*Passage to read*.
----------------
Because of this attitude of excellence, I often naively believe that other people live with the same self-expectations. That sets me up for disappointment constantly. I don’t expect other people to be perfect, but I forget that some people are just satisfied and don’t want to learn more or do more. Differences in personalities don’t make one right or the other wrong.

I remember when Alyssa started school, I didn’t feel the urge to demand straight A’s from her at all. Instead I told her, “Do your best and we will be so proud of you.”

The key thought to that whole sentence is that I wanted my daughter to do HER BEST. If she put forth the effort to do HER BEST, then I couldn’t expect more. It is the same with everyone else and especially with those we love. Expecting them to give their best is the only standard we can really hold them to and is only fair.

In a marriage, letting down the walls of protection that guard our heart is one of the hardest things we need to do. Without that vulnerability, the “oneness” and “partnership” isn’t going to bloom. When the couple is one, they are one in marital purpose. Being vulnerable is NOT easy. Opening up the heart is a scary activity because we fear that some kind of rejection could follow. If we find the courage to share all our deepest emotions, then we get rejected, it cuts right to the soul and the essence of our being. Hurt? Oh my goodness! THAT is why we have walls for protection because rejection at that level is devastating!

When I divorced the first time, moved across the country, started a job in the hotel industry and became a single mother, I still felt youthful. By the time I experienced the ending of the second marriage, I felt worn out, used and old. Ashley Monroe totally described me in her song called “Used” found on the album “Satisfied”.


Like an old piano played for generations
Slowly fading out of tune
Like the soles on the bottom of my favorite pair
Of dancing shoes
I know I’m not some bright and shiny
Polished up
Car that’s sparkling new
Right off the salesroom floor

Yeah I’ve got some dents and bruises
I’ve been dropped and there’s a scar
Where, my heart was broke before

No one emerges unscathed from a relationship that ends. When any relationship is over, the goal is to not only heal from the pain, but also to learn from the mistakes that were made during the relationship. Without taking the time to learn where we went wrong, the likelihood of repeating the same mistakes again and again is high. I don’t know about you, but I sure don’t want to repeat mistakes over and over. My heart can’t take that kind of pain too many times.

7 Lessons Learned

Marriage is a huge commitment. Regardless of popular belief, I do believe that if two people are unselfish and take the time to grow together through experiences, they can have a happy marriage that will last a lifetime. Since my marriages didn’t last a lifetime, what did I learn that will be useful to me and possibly you?
----------------
[Data drawn from a collection]

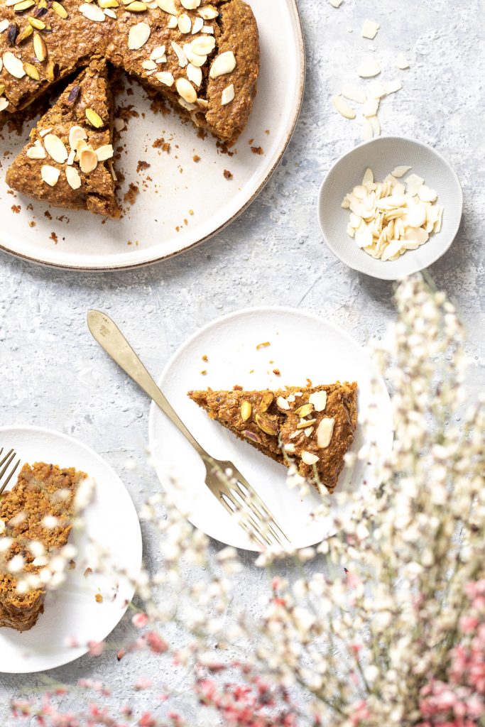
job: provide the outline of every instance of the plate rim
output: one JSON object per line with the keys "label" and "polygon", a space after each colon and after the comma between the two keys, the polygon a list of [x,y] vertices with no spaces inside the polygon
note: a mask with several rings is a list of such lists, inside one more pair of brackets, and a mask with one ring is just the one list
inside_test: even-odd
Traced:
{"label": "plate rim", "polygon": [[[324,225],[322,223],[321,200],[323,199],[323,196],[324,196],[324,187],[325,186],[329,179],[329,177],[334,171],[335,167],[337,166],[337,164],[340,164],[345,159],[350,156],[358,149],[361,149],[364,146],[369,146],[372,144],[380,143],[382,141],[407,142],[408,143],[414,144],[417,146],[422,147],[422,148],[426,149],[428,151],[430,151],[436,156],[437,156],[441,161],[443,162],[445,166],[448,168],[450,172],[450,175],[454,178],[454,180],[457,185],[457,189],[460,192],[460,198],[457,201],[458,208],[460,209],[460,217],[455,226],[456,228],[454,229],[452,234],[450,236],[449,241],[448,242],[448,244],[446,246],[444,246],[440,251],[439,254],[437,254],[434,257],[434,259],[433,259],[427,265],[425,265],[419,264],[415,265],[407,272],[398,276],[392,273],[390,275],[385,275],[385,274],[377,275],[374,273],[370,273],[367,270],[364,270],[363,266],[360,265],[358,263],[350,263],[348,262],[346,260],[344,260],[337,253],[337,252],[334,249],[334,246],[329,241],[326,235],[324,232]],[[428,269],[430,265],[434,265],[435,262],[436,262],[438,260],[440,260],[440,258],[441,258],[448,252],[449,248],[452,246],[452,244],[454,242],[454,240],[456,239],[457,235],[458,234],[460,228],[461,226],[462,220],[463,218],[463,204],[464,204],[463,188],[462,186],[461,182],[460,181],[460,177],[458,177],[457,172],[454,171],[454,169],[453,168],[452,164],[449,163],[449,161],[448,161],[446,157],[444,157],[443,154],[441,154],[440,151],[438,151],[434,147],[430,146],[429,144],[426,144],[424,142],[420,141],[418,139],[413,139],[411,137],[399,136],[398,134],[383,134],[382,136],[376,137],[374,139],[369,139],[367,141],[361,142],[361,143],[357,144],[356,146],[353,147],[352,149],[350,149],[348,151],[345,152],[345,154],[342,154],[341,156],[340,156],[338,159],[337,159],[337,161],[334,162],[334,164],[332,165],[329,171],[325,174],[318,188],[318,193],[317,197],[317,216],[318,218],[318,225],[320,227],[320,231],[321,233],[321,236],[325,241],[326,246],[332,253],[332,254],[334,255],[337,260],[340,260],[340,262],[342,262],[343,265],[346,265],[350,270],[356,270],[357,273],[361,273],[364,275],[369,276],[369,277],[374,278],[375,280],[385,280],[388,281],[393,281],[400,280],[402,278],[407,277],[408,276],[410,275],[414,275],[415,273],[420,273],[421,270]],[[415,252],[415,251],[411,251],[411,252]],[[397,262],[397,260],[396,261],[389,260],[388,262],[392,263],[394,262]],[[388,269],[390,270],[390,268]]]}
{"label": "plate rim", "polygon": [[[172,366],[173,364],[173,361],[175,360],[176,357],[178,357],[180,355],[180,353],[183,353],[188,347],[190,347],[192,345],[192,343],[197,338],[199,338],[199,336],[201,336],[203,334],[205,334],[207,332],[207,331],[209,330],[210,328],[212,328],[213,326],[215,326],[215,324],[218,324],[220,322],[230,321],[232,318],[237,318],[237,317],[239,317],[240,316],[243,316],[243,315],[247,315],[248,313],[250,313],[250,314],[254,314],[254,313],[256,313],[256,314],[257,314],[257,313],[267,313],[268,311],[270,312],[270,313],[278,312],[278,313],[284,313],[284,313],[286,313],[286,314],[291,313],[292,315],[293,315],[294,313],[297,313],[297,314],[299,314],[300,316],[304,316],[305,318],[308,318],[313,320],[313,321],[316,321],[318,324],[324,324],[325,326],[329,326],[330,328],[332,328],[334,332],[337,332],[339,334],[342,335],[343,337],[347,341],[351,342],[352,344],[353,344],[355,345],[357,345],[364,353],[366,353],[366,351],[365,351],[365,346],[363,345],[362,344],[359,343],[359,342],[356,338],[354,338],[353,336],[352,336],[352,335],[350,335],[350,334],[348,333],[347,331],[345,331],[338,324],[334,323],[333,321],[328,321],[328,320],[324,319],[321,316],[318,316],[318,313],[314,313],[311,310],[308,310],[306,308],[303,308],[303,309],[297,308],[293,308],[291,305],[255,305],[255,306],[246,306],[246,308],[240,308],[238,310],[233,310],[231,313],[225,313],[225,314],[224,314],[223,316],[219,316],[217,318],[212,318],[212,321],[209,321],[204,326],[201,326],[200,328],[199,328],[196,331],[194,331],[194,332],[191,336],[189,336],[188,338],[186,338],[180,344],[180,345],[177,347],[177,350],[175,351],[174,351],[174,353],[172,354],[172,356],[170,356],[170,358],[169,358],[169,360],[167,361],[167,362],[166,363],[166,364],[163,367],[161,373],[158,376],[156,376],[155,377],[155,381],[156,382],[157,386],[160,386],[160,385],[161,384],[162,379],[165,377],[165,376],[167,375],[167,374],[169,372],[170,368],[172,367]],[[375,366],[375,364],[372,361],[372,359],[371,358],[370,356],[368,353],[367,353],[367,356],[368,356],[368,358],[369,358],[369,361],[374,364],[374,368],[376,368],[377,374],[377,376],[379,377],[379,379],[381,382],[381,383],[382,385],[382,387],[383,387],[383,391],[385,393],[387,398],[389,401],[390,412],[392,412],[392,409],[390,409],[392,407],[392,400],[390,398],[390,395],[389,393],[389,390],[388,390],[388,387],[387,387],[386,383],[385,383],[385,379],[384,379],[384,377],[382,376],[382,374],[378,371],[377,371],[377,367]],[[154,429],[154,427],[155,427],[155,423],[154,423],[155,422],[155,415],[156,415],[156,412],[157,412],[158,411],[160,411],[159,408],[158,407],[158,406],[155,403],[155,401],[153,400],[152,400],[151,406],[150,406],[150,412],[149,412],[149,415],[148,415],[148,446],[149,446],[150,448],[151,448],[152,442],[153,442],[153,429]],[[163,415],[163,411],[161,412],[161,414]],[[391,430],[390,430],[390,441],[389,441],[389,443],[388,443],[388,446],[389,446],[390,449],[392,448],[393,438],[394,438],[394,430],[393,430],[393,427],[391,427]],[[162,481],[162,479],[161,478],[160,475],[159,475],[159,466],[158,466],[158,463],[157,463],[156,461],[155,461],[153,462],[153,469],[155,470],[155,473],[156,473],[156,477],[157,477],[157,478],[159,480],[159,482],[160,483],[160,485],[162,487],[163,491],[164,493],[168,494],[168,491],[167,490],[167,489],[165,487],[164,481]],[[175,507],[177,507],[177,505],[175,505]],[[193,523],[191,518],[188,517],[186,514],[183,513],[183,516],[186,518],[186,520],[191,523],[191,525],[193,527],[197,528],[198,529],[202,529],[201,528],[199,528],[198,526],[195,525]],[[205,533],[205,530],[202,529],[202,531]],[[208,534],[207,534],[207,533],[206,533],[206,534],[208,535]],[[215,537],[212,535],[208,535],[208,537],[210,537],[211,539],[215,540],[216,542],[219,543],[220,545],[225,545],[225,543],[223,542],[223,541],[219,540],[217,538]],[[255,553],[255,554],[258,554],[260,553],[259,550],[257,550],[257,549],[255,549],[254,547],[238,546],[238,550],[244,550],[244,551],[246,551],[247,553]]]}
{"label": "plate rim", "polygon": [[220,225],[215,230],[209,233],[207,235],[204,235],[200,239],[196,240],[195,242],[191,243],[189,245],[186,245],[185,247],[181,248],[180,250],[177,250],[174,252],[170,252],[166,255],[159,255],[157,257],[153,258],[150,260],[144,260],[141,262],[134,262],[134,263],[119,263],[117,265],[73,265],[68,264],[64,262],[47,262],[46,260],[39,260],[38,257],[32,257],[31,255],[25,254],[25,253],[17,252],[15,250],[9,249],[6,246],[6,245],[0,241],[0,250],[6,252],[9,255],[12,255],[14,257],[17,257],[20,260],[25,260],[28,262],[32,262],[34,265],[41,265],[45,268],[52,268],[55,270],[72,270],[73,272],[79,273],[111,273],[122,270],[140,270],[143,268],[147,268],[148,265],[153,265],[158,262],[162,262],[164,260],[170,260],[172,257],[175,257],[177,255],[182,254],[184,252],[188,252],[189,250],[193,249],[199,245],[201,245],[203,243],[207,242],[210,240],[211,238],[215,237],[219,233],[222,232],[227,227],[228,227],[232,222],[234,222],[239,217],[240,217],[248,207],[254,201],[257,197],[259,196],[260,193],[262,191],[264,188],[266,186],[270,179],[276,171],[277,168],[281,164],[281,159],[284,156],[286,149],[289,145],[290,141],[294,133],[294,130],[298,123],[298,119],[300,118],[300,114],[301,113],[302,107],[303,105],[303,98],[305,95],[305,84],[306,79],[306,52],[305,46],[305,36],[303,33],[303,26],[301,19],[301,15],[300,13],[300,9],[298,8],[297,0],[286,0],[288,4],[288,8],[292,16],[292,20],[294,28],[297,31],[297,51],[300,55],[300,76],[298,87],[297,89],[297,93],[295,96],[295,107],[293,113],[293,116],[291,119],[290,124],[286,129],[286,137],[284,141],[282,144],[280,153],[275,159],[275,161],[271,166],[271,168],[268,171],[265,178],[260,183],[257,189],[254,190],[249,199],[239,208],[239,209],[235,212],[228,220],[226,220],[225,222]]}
----------------
*Required work*.
#1 For each statement below, answer yes or no to show whether it agrees with the passage about expectations and marriage, and quote the words from the passage that decide it: (a) When Alyssa started school, the writer demanded straight A's from her. (b) After the second marriage ended, the writer felt worn out, used and old. (c) The writer believes two unselfish people who grow together through experiences can have a happy marriage that lasts a lifetime.
#2 Pick up the passage about expectations and marriage right after its last sentence, and keep writing in the same voice.
The material above is separate from the passage about expectations and marriage.

*Expected responses*.
#1
(a) No: "I didn’t feel the urge to demand straight A’s from her at all."
(b) Yes: "By the time I experienced the ending of the second marriage, I felt worn out, used and old."
(c) Yes: "I do believe that if two people are unselfish and take the time to grow together through experiences, they can have a happy marriage that will last a lifetime."

#2
  • I subconsciously chose men that had a couple traits like my father because I was trying to heal the father-daughter relationship. Sounds kooky, but it makes total sense when you list a comparison of all the men in my life. Actually, it is a bit spooky that my subconscious brain ruled me so strongly. So I healed the relationship with my dad and that should help me not to repeat this subconscious attraction to the negative traits.
  • A marriage is give and take for BOTH people.
  • Communication, honesty and trust create a solid foundation. You can regain trust only if you are willing to communicate and remain honest at all times. Without honest communication and trust, a marriage will not endure. Actually, any loving relationship can’t last without these elements.
  • A couple that works and plays together stays together. As we age, we change. That is just a fact of life. If a couple makes a point to learn and grow through the experiences together, their relationship will become more solid and love will be continually strengthened.
  • Respect and patience for each other will keep the love in a safe and nurturing environment. Differences make the couple well rounded and interesting.
  • Two wrongs don’t make a right. I’ve heard that saying so many times, but it continues to ring true. Keeping score in a relationship is detrimental in so many ways. It is inevitable that there will be disagreements and hurt feelings, but retaliation doesn’t strengthen the relationship. Getting back or doing vengeful things will only tear the relationship apart.
  • Forgiveness is vital, but part of being truly sorry means that the hurtful act isn’t repeated. Doing something that you KNOW will hurt the other person is not only wrong, but also selfish, disrespectful, arrogant, and cruel. Of course, it also means that you aren’t really sorry.

Where Does That Leave Me Now?

I have to admit that I’m a bit bitter that when I go to bed at night and there isn’t a loving husband to cuddle. This isn’t the life I envisioned when I was a sixteen year old, innocent and a bright-eyed young woman. I would use the word “unfair” in this explanation, but life is NOT fair and I know that to be a fact. No one is ever promised a “fair” life.

The fact that both marriages ended AND because I’m no longer a spring chickie, my self-esteem is not high on the scale. I don’t believe I’m the greatest thing since sliced bread, but do know that I’m not the already chewed bubble gum found on the bottom of a shoe either. One of the wonderful things about having a great relationship is that THEY believe you’re the greatest thing since sliced bread. Not only do they treat you that way, but they make it easier for you to believe it too.

I have, however, made progress.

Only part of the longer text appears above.